§ **What to do**: Go through the material and copy every line in which "stone" appears.
§
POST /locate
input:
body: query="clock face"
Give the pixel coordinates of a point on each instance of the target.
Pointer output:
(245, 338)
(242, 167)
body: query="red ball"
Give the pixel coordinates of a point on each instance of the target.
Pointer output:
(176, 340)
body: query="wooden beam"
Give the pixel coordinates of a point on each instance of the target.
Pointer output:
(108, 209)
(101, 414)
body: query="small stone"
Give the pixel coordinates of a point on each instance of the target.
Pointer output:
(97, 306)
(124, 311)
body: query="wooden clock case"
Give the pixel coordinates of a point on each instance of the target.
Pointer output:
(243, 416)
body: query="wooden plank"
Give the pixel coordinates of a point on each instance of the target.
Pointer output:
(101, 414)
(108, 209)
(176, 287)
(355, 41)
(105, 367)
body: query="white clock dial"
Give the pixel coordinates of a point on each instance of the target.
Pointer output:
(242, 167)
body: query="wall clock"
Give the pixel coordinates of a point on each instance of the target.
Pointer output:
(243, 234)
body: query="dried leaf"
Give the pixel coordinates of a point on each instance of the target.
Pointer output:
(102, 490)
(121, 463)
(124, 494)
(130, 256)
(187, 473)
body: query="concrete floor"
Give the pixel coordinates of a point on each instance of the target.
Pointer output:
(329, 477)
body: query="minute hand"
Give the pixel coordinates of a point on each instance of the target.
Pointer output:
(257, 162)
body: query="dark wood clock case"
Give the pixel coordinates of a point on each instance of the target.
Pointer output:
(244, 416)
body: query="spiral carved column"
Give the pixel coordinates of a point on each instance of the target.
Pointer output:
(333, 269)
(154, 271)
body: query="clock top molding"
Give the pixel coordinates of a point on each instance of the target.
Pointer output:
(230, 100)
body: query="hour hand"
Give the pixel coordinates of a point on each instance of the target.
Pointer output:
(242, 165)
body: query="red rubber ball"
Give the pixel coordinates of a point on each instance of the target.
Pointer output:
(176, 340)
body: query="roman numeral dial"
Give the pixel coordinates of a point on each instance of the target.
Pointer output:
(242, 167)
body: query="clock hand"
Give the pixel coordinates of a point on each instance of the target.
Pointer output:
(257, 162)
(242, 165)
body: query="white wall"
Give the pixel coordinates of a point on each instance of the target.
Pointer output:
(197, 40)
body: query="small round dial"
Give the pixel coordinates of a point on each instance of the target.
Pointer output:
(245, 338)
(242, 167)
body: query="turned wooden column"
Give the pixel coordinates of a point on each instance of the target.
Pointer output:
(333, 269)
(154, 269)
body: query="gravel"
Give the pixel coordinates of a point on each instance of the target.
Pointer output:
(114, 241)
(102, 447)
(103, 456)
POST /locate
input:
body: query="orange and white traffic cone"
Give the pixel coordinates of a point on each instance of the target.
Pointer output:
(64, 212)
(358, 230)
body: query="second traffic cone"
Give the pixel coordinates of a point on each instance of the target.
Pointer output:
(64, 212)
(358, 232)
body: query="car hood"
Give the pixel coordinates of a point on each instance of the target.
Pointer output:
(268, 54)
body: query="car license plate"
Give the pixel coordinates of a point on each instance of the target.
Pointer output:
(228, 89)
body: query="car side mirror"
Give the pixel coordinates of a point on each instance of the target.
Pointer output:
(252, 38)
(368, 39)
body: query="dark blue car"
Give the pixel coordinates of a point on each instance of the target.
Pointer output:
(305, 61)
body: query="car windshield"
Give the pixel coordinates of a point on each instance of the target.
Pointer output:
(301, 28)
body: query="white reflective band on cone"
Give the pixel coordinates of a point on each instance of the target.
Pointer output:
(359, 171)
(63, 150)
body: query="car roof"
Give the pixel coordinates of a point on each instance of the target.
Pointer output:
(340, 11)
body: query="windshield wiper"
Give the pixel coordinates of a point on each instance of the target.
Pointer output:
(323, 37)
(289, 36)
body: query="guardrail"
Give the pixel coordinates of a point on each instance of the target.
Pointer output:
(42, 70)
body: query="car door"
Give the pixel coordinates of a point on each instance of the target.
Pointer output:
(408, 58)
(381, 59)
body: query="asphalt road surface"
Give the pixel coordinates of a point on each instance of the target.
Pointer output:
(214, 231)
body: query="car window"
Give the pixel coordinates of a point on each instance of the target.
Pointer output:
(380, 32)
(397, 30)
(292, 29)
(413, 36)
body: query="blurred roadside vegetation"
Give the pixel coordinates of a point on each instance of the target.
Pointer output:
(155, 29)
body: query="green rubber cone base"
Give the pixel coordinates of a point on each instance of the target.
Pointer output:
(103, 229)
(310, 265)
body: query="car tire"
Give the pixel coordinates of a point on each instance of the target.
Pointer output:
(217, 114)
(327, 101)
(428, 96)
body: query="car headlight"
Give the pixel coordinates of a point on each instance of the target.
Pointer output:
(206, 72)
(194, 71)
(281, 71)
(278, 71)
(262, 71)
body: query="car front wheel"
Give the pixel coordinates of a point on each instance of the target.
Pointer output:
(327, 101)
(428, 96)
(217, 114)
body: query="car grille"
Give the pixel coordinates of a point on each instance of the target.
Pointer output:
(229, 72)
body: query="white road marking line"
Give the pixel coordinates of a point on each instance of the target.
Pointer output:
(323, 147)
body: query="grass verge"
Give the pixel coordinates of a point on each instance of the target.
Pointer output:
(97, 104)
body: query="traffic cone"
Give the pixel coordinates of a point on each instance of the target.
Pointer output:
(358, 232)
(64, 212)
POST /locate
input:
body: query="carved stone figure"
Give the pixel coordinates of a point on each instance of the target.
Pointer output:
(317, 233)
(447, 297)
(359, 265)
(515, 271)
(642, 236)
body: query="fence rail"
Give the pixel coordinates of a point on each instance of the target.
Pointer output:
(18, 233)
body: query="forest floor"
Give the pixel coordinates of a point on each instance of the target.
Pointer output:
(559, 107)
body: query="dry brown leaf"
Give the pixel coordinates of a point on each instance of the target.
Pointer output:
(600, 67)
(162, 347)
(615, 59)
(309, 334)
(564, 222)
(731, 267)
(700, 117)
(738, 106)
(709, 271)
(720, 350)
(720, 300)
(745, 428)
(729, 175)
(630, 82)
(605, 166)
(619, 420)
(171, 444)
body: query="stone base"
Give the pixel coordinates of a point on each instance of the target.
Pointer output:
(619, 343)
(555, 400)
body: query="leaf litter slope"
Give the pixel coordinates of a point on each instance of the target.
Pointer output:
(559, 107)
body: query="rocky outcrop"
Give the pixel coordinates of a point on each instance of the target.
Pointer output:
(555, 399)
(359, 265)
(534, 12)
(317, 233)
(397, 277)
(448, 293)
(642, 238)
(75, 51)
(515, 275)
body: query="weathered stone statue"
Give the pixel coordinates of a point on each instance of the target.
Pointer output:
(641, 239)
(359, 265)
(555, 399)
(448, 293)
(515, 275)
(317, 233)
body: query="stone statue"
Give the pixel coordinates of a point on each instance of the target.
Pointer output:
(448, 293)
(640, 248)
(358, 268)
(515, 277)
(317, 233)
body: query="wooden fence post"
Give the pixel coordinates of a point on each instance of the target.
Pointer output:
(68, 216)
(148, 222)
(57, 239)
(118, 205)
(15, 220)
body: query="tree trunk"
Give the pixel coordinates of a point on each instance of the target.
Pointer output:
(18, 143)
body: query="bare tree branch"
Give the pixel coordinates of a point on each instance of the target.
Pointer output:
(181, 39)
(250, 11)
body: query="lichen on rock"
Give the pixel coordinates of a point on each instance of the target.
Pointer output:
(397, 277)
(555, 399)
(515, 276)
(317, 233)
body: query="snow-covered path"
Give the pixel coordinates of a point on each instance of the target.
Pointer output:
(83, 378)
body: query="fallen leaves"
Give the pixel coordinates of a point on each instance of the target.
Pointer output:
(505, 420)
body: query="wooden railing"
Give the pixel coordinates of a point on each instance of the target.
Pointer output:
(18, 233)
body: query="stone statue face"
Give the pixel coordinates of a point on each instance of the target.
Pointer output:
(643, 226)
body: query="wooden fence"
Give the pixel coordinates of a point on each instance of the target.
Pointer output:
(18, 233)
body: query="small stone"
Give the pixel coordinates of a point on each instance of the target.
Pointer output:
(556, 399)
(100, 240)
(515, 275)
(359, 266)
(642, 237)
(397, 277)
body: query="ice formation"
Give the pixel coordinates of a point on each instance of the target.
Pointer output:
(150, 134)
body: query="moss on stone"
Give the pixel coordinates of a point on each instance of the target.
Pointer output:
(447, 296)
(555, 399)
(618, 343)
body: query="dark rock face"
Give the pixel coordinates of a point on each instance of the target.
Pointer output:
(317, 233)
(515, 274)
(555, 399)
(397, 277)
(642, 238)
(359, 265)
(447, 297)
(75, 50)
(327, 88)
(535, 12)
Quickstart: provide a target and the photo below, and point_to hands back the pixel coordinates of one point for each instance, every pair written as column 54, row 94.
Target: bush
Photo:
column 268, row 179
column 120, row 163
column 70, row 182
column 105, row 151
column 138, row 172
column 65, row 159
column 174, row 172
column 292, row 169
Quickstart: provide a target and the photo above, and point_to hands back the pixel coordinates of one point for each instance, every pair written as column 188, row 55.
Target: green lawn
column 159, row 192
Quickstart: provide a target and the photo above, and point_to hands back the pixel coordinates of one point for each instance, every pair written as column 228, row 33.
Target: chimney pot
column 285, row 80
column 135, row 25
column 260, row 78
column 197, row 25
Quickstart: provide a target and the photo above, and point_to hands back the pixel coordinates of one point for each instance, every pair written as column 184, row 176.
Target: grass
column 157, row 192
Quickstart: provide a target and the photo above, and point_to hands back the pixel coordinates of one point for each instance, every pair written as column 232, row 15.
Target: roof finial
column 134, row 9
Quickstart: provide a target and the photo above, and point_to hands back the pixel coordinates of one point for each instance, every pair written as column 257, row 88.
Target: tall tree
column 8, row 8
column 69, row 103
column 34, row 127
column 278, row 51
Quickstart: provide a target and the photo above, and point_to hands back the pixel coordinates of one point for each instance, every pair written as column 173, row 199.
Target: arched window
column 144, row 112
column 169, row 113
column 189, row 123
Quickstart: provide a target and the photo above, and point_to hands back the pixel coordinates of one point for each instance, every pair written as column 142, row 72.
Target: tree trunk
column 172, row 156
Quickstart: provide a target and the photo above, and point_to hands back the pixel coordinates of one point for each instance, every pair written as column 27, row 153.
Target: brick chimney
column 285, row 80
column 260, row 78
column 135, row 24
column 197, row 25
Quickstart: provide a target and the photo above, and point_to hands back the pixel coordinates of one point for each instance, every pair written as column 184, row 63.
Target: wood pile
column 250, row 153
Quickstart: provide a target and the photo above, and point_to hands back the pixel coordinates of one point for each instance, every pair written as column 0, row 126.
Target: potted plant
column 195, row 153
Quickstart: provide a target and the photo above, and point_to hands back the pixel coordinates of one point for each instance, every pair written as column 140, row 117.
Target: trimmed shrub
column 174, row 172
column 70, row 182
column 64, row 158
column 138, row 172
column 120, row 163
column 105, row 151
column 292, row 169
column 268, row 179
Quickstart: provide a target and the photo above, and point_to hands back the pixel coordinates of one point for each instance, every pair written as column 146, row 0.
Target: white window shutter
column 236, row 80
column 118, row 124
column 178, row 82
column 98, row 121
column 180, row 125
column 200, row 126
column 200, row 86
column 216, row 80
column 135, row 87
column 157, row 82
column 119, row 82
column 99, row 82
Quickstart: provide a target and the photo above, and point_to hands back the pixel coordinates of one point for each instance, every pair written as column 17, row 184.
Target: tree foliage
§
§ **Answer to this task**:
body: query="small stone"
body: query="carved stone figure"
body: query="stone base"
body: query="weathered stone statue"
body: query="stone statue"
body: query="stone statue face"
body: query="small stone"
body: query="moss on stone"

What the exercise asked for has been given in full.